Given records:
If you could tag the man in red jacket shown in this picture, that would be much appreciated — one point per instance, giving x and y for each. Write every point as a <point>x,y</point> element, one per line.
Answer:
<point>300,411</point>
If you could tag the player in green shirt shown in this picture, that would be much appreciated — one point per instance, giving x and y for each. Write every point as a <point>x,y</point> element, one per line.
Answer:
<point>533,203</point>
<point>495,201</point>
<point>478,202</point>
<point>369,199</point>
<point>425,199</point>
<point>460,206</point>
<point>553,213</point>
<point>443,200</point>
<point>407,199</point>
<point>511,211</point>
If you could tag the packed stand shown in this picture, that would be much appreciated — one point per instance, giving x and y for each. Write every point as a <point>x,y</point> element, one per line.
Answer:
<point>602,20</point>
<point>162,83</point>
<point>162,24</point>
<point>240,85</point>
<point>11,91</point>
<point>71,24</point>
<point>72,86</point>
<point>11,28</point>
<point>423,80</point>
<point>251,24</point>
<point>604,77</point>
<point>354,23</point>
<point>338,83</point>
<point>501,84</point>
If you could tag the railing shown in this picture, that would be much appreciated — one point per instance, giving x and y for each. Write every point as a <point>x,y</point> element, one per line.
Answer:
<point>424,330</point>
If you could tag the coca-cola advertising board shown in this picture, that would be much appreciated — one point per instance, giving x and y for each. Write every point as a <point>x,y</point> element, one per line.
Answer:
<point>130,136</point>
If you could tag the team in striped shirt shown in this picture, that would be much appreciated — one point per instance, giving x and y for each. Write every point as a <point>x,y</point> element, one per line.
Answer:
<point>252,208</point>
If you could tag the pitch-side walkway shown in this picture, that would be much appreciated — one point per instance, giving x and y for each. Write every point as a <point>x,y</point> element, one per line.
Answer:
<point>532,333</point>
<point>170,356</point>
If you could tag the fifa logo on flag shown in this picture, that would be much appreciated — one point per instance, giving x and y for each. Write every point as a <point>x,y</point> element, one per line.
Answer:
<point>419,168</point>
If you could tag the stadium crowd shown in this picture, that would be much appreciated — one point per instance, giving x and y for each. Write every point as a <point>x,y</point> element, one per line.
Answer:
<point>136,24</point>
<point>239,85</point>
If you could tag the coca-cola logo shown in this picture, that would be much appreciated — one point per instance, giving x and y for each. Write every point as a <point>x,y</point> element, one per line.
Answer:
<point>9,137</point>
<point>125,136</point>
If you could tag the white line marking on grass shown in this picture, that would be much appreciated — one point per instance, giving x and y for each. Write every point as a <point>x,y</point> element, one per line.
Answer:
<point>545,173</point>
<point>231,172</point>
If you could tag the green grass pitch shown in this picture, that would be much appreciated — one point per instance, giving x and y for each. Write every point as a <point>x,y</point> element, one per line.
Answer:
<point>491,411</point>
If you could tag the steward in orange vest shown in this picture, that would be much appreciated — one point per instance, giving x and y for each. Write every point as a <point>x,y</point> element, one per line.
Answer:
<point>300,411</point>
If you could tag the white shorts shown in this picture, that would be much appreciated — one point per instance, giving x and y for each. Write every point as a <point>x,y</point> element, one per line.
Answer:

What is required: Write out all the data again, exactly as it appears.

Answer box:
If you could tag the man in red jacket shown in this picture, that would be much appreciated — one point per instance, giving x and y for each. Write every point as a <point>x,y</point> element, one per line.
Answer:
<point>300,411</point>
If you could tag the player in green shirt shown in this picture, that would be much appreciated — one point per instance, giving x and y for each. Write every point as a <point>x,y</point> element, one per line.
Answer:
<point>533,203</point>
<point>495,201</point>
<point>478,202</point>
<point>369,199</point>
<point>425,199</point>
<point>460,206</point>
<point>553,213</point>
<point>443,200</point>
<point>407,199</point>
<point>511,211</point>
If you could tag the packed stand shown in this picture, that would be much appreciated — one point per instance, giving x and y for each. Write every point as a <point>x,y</point> element, one per line.
Answer:
<point>602,20</point>
<point>162,83</point>
<point>162,24</point>
<point>240,85</point>
<point>11,91</point>
<point>71,24</point>
<point>72,86</point>
<point>11,28</point>
<point>423,80</point>
<point>251,24</point>
<point>604,77</point>
<point>354,23</point>
<point>338,83</point>
<point>501,84</point>
If you could tag the railing shown in this picture, that would be much appreciated — one point per instance, giving x and y for each. Write every point as a <point>x,y</point> element, one per line.
Answer:
<point>424,330</point>
If you could tag the coca-cola advertising board shown in this picture, that would be much appreciated — one point per instance, giving x and y for each. Write every point as a <point>x,y</point> element, one per line.
Answer:
<point>130,136</point>
If you could tag the team in striped shirt shown in this picture, that would be much appreciated — one point per instance, giving x and y for each. Write every point as a <point>x,y</point> element, one per line.
Answer:
<point>252,208</point>
If you could tag the pitch-side walkway shown in this picture, that would be much appreciated — one point per instance, giving x and y for each. Write every point as a <point>x,y</point> element, one per line.
Answer:
<point>532,333</point>
<point>170,356</point>
If you could tag the fifa logo on flag shown in this picture, that would be much appreciated — one point per instance, giving x and y for each. Write every point as a <point>x,y</point> element, one per line.
Answer:
<point>419,168</point>
If you could tag the stadium crowd shown in this picture, that would be much appreciated — one point per instance, giving x and y for each. Write every point as a <point>x,y</point> element, one per line.
Answer:
<point>136,24</point>
<point>239,85</point>
If you could tag the coca-cola logo shown in this picture, that would be much appreciated — one point per instance, giving x and y for each. Write every point as a <point>x,y</point> element, one per line.
Answer:
<point>9,137</point>
<point>125,136</point>
If you could tag the white line marking on grass shown in this picture, that would be much appreciated — one point per instance, giving x and y for each. Write every point as a <point>x,y</point> element, one per line.
Answer:
<point>545,173</point>
<point>231,172</point>
If you could tag the green grass pitch shown in this picture, that would be much appreciated — one point per instance, giving x and y for each. Write every point as a <point>x,y</point> element, one per line.
Answer:
<point>491,411</point>
If you could tag the steward in orange vest shown in this picture, that would be much appreciated — one point per instance, giving x and y for each. Write every point as a <point>x,y</point> element, one per line.
Answer:
<point>300,411</point>
If you could tag the white shorts shown in this picture, that would be much appreciated — one point per instance, giving x and y for each. Write every point as a <point>x,y</point> element, one per line.
Answer:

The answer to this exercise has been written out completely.